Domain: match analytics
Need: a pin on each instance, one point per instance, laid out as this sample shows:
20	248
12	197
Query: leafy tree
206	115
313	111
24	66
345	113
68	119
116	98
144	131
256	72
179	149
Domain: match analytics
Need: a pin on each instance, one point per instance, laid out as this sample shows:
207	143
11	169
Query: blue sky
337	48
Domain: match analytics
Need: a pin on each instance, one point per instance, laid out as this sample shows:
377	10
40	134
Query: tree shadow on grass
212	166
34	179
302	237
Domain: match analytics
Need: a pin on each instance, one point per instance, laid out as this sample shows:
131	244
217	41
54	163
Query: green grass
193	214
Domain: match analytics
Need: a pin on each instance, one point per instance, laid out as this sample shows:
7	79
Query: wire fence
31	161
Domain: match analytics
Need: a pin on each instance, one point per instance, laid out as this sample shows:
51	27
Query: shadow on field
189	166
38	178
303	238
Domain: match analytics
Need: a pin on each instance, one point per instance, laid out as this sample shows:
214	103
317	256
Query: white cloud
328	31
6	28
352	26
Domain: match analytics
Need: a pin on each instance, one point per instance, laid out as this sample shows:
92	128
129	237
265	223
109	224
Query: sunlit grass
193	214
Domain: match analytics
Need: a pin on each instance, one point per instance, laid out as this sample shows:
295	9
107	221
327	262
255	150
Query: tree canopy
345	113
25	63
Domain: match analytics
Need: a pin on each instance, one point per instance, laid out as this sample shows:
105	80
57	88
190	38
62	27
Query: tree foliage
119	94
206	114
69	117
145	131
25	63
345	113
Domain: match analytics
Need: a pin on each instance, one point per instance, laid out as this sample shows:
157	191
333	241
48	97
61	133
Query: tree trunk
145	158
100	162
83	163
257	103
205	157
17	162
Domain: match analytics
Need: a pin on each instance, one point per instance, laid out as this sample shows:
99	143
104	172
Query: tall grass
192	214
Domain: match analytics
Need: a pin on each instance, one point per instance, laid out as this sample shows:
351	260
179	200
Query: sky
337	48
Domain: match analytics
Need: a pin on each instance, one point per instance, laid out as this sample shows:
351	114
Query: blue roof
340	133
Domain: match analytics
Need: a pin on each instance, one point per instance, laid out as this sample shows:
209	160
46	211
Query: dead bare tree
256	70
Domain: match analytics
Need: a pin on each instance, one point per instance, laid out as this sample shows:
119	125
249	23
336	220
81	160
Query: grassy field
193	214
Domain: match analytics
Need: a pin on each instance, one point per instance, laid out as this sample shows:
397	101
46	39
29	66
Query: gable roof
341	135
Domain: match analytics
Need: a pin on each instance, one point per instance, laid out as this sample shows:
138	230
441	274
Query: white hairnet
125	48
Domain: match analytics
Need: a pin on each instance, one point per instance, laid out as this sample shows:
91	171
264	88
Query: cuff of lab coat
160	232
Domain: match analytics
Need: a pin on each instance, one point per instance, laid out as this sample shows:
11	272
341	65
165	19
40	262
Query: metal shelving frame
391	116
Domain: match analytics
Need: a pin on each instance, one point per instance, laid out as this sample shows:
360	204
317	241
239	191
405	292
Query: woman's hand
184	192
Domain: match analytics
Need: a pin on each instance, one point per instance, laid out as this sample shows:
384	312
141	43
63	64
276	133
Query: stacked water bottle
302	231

====

About this exercise ▸ Would you restate the entries word for word, omitting none?

Result for this task ▸
Domain: match analytics
Need: a pin on each instance, one point per instance, laid out as this sample shows:
20	248
12	197
Query: leafy tree
206	115
313	111
24	66
345	113
68	119
116	98
144	131
256	72
179	149
Domain: match analytics
Need: a pin on each instance, one point per instance, laid out as this sample shows:
207	143
11	169
Query: blue sky
337	48
Domain: match analytics
Need: a pin on each instance, one point per instance, laid out as this sample shows:
377	10
40	134
Query: tree shadow on grass
212	166
34	179
302	237
Domain: match analytics
Need: a pin on each instance, one point per instance, laid out as this sample shows:
131	244
217	41
54	163
Query: green grass
193	214
Domain: match analytics
Need: a pin on each instance, one point per instance, laid out as this sample shows:
7	79
Query: wire fence
31	161
Domain: match analytics
Need: a pin on each instance, one point per instance, laid out as this sample shows:
51	27
Query: shadow on field
189	166
38	178
303	238
Domain: match analytics
Need: a pin on each instance, one point per instance, laid out as this sample shows:
214	103
317	256
Query: white cloud
328	31
6	28
352	26
Domain: match analytics
Need: a pin on each instance, one point per instance, laid out as this sample shows:
92	128
129	237
265	223
109	224
Query: sunlit grass
193	214
Domain: match analytics
Need: a pin on each instance, one point per instance, laid out as this sample shows:
295	9
107	221
327	262
255	150
Query: tree canopy
345	113
25	63
Domain: match analytics
Need: a pin on each instance, one point per instance, laid out as this sample shows:
105	80
57	88
190	38
62	27
Query: tree foliage
119	94
206	114
69	117
145	131
25	63
345	113
Domain: match analytics
Need: a pin on each instance, one point per instance, laid out as this sample shows:
157	191
333	241
48	97
61	133
Query: tree trunk
145	158
100	162
83	163
257	103
205	157
17	162
Domain: match analytics
Need: a pin on each instance, one point per instance, laid out as this sample shows:
99	143
104	172
Query: tall grass
192	214
Domain: match analytics
Need: a pin on each instance, one point per instance, laid out as this sample shows:
351	260
179	200
Query: sky
337	48
Domain: match analytics
Need: a pin on each instance, one point per instance, laid out as this sample shows:
351	114
Query: blue roof
340	133
Domain: match analytics
Need: a pin on each instance, one point per instance, laid out as this sample shows:
209	160
46	211
Query: dead bare tree
256	70
Domain: match analytics
Need: a pin on each instance, one point per instance, laid out as this sample shows:
119	125
249	23
336	220
81	160
Query: grassy field
193	214
Domain: match analytics
Need: a pin on each instance, one point per instance, laid out as this sample shows:
397	101
46	39
29	66
Query: gable roof
341	135
Domain: match analytics
Need: a pin on each instance, one point per instance, laid out as this sample shows:
138	230
441	274
Query: white hairnet
125	48
Domain: match analytics
Need: a pin on each instance, one point per instance, laid out as this sample shows:
91	171
264	88
Query: cuff of lab coat
160	232
Domain: match analytics
Need: a pin on each instance, one point per instance, laid out as this sample shows:
11	272
341	65
165	19
40	262
Query: metal shelving frame
391	116
Domain: match analytics
Need: a pin on each instance, one point per instance, laid out as this sample shows:
360	204
317	241
239	191
405	292
Query: woman's hand
184	192
Domain: match analytics
Need: a pin on each instance, one point per instance, laid out as this sample shows:
384	312
141	43
63	64
276	133
Query: stacked water bottle
302	231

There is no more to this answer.